- _YOUR INSTRUCTIONS_:
Could you write out the data that follows, exactly and in full?

- _EXTRACTED INFORMATION_:
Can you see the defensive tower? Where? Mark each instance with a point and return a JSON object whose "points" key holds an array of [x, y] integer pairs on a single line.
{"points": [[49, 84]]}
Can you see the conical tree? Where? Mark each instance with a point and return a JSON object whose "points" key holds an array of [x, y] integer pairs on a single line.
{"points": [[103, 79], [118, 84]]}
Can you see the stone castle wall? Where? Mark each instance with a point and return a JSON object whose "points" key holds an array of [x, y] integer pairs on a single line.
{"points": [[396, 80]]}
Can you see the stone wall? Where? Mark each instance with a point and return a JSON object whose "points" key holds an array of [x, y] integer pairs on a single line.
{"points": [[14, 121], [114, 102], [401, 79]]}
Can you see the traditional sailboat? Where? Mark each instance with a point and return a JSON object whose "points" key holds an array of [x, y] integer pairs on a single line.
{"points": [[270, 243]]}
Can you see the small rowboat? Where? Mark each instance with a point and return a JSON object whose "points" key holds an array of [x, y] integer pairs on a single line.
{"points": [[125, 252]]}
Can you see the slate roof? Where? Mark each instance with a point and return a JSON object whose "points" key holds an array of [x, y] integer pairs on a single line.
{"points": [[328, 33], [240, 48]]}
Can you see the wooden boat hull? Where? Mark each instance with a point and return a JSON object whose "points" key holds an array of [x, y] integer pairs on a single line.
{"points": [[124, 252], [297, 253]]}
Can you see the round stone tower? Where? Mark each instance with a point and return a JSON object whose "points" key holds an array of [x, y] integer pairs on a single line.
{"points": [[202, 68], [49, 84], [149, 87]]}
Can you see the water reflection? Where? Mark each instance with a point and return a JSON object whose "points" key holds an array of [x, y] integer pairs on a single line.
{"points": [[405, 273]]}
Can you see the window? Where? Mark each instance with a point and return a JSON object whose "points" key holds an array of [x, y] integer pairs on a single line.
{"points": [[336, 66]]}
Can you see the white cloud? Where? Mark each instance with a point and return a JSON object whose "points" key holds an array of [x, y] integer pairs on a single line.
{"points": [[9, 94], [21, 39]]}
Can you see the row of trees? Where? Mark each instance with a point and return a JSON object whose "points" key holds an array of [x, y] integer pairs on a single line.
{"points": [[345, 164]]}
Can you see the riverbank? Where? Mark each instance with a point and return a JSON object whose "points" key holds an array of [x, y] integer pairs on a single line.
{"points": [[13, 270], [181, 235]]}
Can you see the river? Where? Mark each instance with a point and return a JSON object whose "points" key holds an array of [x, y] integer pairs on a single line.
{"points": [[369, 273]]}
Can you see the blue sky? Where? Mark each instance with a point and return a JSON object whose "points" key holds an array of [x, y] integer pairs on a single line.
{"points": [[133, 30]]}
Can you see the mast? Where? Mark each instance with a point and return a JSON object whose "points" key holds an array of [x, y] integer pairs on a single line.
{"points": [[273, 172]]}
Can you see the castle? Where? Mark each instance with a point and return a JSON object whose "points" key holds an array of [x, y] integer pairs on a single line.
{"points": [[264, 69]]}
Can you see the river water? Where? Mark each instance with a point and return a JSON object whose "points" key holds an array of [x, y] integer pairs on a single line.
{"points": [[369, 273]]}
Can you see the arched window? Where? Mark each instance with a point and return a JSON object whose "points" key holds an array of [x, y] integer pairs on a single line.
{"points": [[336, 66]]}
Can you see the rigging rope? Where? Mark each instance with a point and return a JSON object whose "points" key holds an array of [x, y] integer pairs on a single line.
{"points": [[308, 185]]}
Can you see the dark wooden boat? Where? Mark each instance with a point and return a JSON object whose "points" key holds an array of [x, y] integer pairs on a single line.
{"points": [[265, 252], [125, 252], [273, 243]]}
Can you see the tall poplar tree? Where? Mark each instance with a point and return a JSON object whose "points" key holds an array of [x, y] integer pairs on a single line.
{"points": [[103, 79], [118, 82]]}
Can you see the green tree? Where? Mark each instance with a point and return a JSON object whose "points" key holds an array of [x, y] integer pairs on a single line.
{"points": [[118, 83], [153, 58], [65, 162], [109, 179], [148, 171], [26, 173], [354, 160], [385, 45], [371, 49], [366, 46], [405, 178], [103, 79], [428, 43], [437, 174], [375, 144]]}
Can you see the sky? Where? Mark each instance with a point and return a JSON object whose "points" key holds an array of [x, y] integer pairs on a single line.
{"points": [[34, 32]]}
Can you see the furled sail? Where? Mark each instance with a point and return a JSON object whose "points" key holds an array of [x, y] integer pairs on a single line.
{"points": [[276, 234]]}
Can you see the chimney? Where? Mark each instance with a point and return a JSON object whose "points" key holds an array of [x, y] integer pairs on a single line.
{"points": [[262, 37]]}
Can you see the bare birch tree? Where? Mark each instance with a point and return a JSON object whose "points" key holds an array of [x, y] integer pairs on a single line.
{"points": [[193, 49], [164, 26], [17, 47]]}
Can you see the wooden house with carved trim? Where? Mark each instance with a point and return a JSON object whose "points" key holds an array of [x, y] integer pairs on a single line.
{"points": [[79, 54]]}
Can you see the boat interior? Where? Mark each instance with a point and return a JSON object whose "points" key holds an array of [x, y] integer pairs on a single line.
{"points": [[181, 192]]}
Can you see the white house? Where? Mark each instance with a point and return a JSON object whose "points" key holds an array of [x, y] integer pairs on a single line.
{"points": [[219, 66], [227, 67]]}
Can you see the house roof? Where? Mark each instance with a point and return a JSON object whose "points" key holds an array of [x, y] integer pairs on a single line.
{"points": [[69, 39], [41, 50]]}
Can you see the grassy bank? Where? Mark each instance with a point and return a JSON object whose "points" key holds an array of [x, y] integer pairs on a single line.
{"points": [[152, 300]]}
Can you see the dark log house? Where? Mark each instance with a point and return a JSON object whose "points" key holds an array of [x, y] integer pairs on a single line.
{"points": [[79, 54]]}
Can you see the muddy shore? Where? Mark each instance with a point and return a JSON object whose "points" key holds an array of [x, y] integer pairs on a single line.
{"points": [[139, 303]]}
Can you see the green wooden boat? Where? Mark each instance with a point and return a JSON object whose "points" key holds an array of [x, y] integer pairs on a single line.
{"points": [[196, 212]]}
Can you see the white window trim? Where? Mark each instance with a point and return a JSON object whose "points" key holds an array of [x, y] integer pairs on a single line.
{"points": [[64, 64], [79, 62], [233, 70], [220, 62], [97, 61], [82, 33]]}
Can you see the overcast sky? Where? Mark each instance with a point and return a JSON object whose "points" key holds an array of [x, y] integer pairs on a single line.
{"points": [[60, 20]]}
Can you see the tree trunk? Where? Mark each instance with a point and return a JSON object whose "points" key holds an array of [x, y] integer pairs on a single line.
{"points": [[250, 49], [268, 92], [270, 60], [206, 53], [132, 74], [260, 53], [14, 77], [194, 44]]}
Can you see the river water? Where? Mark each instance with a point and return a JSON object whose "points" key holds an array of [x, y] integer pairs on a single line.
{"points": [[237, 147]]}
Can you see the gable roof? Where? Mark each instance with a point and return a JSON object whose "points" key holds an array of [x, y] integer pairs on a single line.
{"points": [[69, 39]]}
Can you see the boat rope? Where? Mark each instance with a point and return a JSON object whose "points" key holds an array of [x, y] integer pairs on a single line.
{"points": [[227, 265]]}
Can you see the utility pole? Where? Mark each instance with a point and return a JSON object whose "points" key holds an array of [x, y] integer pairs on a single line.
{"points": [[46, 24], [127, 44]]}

- _RESPONSE TO THE TASK_:
Can you see the defensive tower? Where? Mark each instance with a point and return a JSON object whose "points" key holds an array of [x, y] integer pairs on a single line.
{"points": [[49, 84]]}
Can you see the conical tree? Where? Mark each instance with a point and return a JSON object whose "points" key holds an array of [x, y] integer pairs on a single line.
{"points": [[103, 79], [118, 84]]}
Can you see the stone castle wall? Where? Mark each instance with a point and return a JSON object whose "points" key holds an array of [x, y] integer pairs on a single line.
{"points": [[396, 80]]}
Can you see the stone wall? Where? Mark each instance with a point and return a JSON object whose "points" key holds an array of [x, y] integer pairs on a single line.
{"points": [[14, 121], [114, 102], [401, 79]]}
Can you see the traditional sailboat? Where? Mark each instance with a point and return a JSON object whose "points" key holds an array of [x, y] integer pairs on a single line.
{"points": [[270, 243]]}
Can you see the small rowboat? Where? Mark each instance with a point and return a JSON object whose "points" key holds an array of [x, y] integer pairs on a single line.
{"points": [[125, 252]]}
Can you see the slate roof? Where? Mark each instance with a point and return a JSON object whose "points" key holds an array of [x, y] integer pairs on a single line.
{"points": [[328, 33], [240, 48]]}
Can you see the wooden boat hull? Where? Mark each instance with a point and return a JSON object whose "points" key holds an array of [x, y] integer pairs on a single line.
{"points": [[124, 252], [297, 253]]}
Can you see the round stone tower? Where? Mark each instance with a point and return a JSON object whose "points" key holds an array of [x, y] integer pairs on a single line.
{"points": [[202, 68], [49, 84], [149, 87]]}
Can you see the water reflection? Where? Mark each instance with a point and return a JSON object whose "points" key holds an array of [x, y] integer pairs on a single line.
{"points": [[405, 273]]}
Can you see the window? Where? Mark each instance with a point and return a JSON object whose "points" key holds an array of [x, y] integer pairs on a single line.
{"points": [[336, 66]]}
Can you see the white cloud? Where? Mark each instance with a point and return a JSON object whose "points" key holds an array of [x, y] integer pairs on a single line.
{"points": [[9, 94], [21, 39]]}
Can you see the row of trees? Where? Mark each instance with a point and return a JSON object whose "points" key holds an array of [x, y] integer pairs on a single line.
{"points": [[345, 164]]}
Can you see the riverbank? Where? Mark each instance with a point and return a JSON object whose "points" key holds an array of [x, y] integer pairs on a single line.
{"points": [[13, 270], [181, 235]]}
Can you see the river? Where? Mark each instance with a point and return a JSON object whose "points" key holds an array of [x, y] integer pairs on a single line.
{"points": [[369, 273]]}
Can you see the blue sky? Where? Mark each instance with a point and return a JSON object whose "points" key holds an array of [x, y] integer pairs on a single line.
{"points": [[133, 30]]}
Can you see the mast? Where? Mark each instance with a point and return a JSON object whose "points" key holds an array of [x, y] integer pairs on a single line.
{"points": [[273, 172]]}
Can you see the castle? Where? Mark each instance with a point and return a JSON object whose "points" key holds an array of [x, y] integer pairs on a single line.
{"points": [[264, 69]]}
Can you see the river water? Where? Mark each instance with a point and return a JSON object whose "points" key holds an array of [x, y] integer pairs on a single line.
{"points": [[369, 273]]}
Can you see the arched window? Where? Mark each instance with a point and return a JSON object whose "points" key holds an array of [x, y] integer pairs on a single line.
{"points": [[336, 66]]}
Can you see the rigging rope? Where? Mark each instance with a point and return a JSON object whose "points" key holds an array of [x, y] integer pairs on a single line.
{"points": [[308, 185]]}
Can you see the dark wooden boat? Where? Mark each instance with a point and return a JSON object whose "points" key holds an array of [x, y] integer pairs on a single line.
{"points": [[265, 252], [125, 252], [273, 243]]}
Can you see the tall poplar tree? Where? Mark each instance with a point and return a JSON object whose "points" key holds an array of [x, y] integer pairs on a single line.
{"points": [[103, 79], [118, 82]]}
Can you see the green tree? Where? Mark each instance with a point and return a JSON object whose "points" key holds an array of [x, y] integer pairs on a single line.
{"points": [[118, 83], [153, 58], [65, 162], [109, 179], [148, 171], [26, 173], [354, 160], [385, 45], [371, 49], [366, 46], [405, 178], [103, 79], [428, 43], [437, 174], [375, 144]]}
Can you see the sky? Where? Mark each instance with a point and return a JSON object whose "points" key holds an array of [x, y] integer pairs on a single line.
{"points": [[34, 32]]}
Can you see the furled sail? Where? Mark each instance with a point and return a JSON object whose "points" key holds an array of [x, y] integer pairs on a single line.
{"points": [[276, 234]]}
Can you see the chimney? Where? Mark each instance with a point and return a JSON object whose "points" key holds an array of [x, y] integer pairs on a single line.
{"points": [[262, 37]]}
Can you see the bare birch tree? Where? Mark each instance with a point and return a JSON object whose "points" key holds an array of [x, y] integer pairs on a single line.
{"points": [[193, 49], [164, 26], [17, 47]]}
Can you see the wooden house with carved trim? Where? Mark each instance with a point and return a JSON object whose "points" key holds an array of [x, y] integer pairs on a single line.
{"points": [[79, 54]]}
Can you see the boat interior? Where? Mark each instance with a point and return a JSON object whose "points" key holds an array of [x, y] integer pairs on a single line.
{"points": [[181, 192]]}
Can you see the white house? Where? Mark each instance with a point and return a JSON object whose "points" key holds an array of [x, y] integer pairs on a single line.
{"points": [[219, 66], [227, 67]]}
Can you see the house roof? Where? Mark each instance with a point and return a JSON object whose "points" key holds an array of [x, y] integer pairs on a single line.
{"points": [[69, 39], [41, 50]]}
Can you see the grassy bank? Where? Mark each instance with a point and return a JSON object whose "points" key holds an array of [x, y] integer pairs on a single line.
{"points": [[152, 300]]}
Can you see the dark log house? Where? Mark each instance with a point and return a JSON object whose "points" key holds an array of [x, y] integer pairs on a single line.
{"points": [[79, 54]]}
Can you see the muddy shore? Where? Mark each instance with a point and return a JSON object whose "points" key holds an array of [x, y] integer pairs on a single line.
{"points": [[139, 303]]}
Can you see the green wooden boat? Where? Mark each instance with a point and return a JSON object whose "points" key holds an array of [x, y] integer pairs on a single line.
{"points": [[196, 212]]}
Can you see the white window trim? Where? Mark each instance with a point and return a JSON object whose "points" key holds an array of [x, y] integer pairs on a single line.
{"points": [[64, 64], [79, 62], [233, 70], [220, 62], [97, 61], [82, 33]]}
Can you see the overcast sky? Where? Mark each instance with a point and return a JSON object whose "points" key holds an array of [x, y] integer pairs on a single line.
{"points": [[60, 20]]}
Can you see the tree trunk? Where? Mark each instance with a point and return a JSON object whose "points" key holds an array of [x, y] integer pairs on a single line.
{"points": [[250, 49], [268, 92], [270, 60], [206, 53], [132, 74], [260, 53], [14, 77], [194, 44]]}
Can you see the river water? Where? Mark each instance with a point and return a JSON object whose "points" key holds an array of [x, y] integer pairs on a single line.
{"points": [[237, 147]]}
Can you see the gable roof? Where? Mark each instance with a point and return a JSON object whose "points" key holds an array of [x, y] integer pairs on a single line.
{"points": [[69, 39]]}
Can you see the boat rope? Where? Mark each instance with a point and return a JSON object whose "points" key holds an array of [x, y] integer pairs on a single line.
{"points": [[227, 265]]}
Can you see the utility pole? Where? Mark each instance with a point and return a JSON object whose "points" key holds an array of [x, y] integer pairs on a single line.
{"points": [[46, 24], [127, 44]]}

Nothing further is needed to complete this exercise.